Data to use -
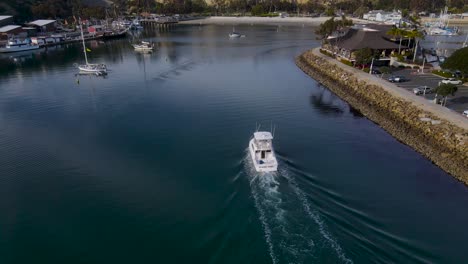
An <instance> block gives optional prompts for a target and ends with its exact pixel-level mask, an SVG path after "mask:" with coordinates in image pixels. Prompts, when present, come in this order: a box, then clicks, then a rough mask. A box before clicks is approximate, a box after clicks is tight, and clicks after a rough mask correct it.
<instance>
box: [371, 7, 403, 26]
mask: <svg viewBox="0 0 468 264" xmlns="http://www.w3.org/2000/svg"><path fill="white" fill-rule="evenodd" d="M363 19H366V20H369V21H376V22H381V23H385V24H388V25H398V24H400V21H401V19H402V16H401V12H399V11H393V12H386V11H383V10H372V11H369V12H368V13H367V14H364V16H363Z"/></svg>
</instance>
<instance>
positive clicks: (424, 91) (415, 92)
mask: <svg viewBox="0 0 468 264" xmlns="http://www.w3.org/2000/svg"><path fill="white" fill-rule="evenodd" d="M433 92H434V90H432V88H431V87H427V86H420V87H417V88H414V89H413V93H414V94H415V95H420V94H429V93H433Z"/></svg>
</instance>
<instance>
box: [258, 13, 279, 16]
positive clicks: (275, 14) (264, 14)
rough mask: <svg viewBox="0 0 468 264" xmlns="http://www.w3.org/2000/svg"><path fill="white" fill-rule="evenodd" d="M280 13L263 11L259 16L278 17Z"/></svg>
mask: <svg viewBox="0 0 468 264" xmlns="http://www.w3.org/2000/svg"><path fill="white" fill-rule="evenodd" d="M277 16H278V14H275V13H263V14H260V15H259V17H277Z"/></svg>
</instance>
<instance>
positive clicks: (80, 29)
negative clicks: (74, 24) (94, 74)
mask: <svg viewBox="0 0 468 264" xmlns="http://www.w3.org/2000/svg"><path fill="white" fill-rule="evenodd" d="M79 23H80V30H81V40H82V42H83V53H84V55H85V62H86V64H82V65H78V69H79V70H80V74H95V75H98V76H101V75H106V74H107V66H106V65H105V64H92V63H89V62H88V56H87V55H86V45H85V42H84V35H83V26H82V23H81V18H80V20H79Z"/></svg>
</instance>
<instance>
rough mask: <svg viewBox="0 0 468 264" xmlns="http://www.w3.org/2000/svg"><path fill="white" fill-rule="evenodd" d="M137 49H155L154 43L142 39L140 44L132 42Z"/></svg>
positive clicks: (149, 50)
mask: <svg viewBox="0 0 468 264" xmlns="http://www.w3.org/2000/svg"><path fill="white" fill-rule="evenodd" d="M132 46H133V48H134V49H135V50H136V51H153V49H154V43H149V42H146V41H142V42H141V43H140V44H132Z"/></svg>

Work instruction -
Retype the data in full. Images do not go in the copy.

Answer to the problem -
An <instance> block gives optional prompts for a target and ends with its exact pixel-level mask, an SVG path after "mask:" with coordinates in image pixels. Prompts, when present, come in this order: a box, then clicks, then a rough mask. A box before clicks is approximate, a box after clicks is tight, and clicks after a rough mask correct it.
<instance>
box: [371, 7, 403, 26]
mask: <svg viewBox="0 0 468 264" xmlns="http://www.w3.org/2000/svg"><path fill="white" fill-rule="evenodd" d="M363 19H366V20H369V21H376V22H381V23H385V24H388V25H398V24H400V21H401V19H402V16H401V12H399V11H393V12H386V11H383V10H372V11H369V12H368V13H367V14H364V16H363Z"/></svg>
</instance>
<instance>
positive clicks: (424, 91) (415, 92)
mask: <svg viewBox="0 0 468 264" xmlns="http://www.w3.org/2000/svg"><path fill="white" fill-rule="evenodd" d="M433 92H434V90H432V88H431V87H427V86H420V87H417V88H414V89H413V93H414V94H415V95H420V94H429V93H433Z"/></svg>
</instance>
<instance>
box: [258, 13, 279, 16]
positive clicks: (275, 14) (264, 14)
rough mask: <svg viewBox="0 0 468 264" xmlns="http://www.w3.org/2000/svg"><path fill="white" fill-rule="evenodd" d="M280 13L263 11L259 16L278 17Z"/></svg>
mask: <svg viewBox="0 0 468 264" xmlns="http://www.w3.org/2000/svg"><path fill="white" fill-rule="evenodd" d="M277 16H278V14H275V13H263V14H260V15H259V17H277Z"/></svg>
</instance>
<instance>
positive clicks: (80, 29)
negative clicks: (74, 24) (94, 74)
mask: <svg viewBox="0 0 468 264" xmlns="http://www.w3.org/2000/svg"><path fill="white" fill-rule="evenodd" d="M79 23H80V30H81V40H82V42H83V53H84V55H85V62H86V64H82V65H78V69H79V70H80V74H95V75H98V76H101V75H106V74H107V66H106V65H105V64H92V63H89V62H88V56H87V55H86V45H85V42H84V35H83V26H82V23H81V18H80V20H79Z"/></svg>
</instance>
<instance>
rough mask: <svg viewBox="0 0 468 264" xmlns="http://www.w3.org/2000/svg"><path fill="white" fill-rule="evenodd" d="M137 49H155L154 43L142 39L140 44L132 42Z"/></svg>
positive clicks: (149, 50)
mask: <svg viewBox="0 0 468 264" xmlns="http://www.w3.org/2000/svg"><path fill="white" fill-rule="evenodd" d="M132 46H133V48H134V49H135V50H136V51H153V49H154V43H149V42H146V41H142V42H141V43H140V44H132Z"/></svg>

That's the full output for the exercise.